- [YOUR TASK] Render the lines of the rows below as a JSON list of strings, one string per line, leaving out blank lines.

Entries from a point annotation set
________________________________________
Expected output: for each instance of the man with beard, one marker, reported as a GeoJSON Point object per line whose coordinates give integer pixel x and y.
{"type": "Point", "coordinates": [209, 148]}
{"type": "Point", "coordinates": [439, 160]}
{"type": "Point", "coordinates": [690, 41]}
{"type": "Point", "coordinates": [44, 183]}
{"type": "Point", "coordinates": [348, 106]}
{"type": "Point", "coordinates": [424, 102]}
________________________________________
- [FINISHED EXERCISE]
[
  "Expected output: for each instance of the man with beard, one marker, reported as a GeoJSON Point object per line whose coordinates give integer pixel x and y.",
  "{\"type\": \"Point\", \"coordinates\": [209, 148]}",
  "{\"type\": \"Point\", \"coordinates\": [439, 160]}",
  "{\"type\": \"Point\", \"coordinates\": [690, 41]}",
  "{\"type\": \"Point\", \"coordinates\": [44, 183]}",
  "{\"type\": \"Point\", \"coordinates\": [348, 106]}",
  "{\"type\": \"Point\", \"coordinates\": [424, 102]}"
]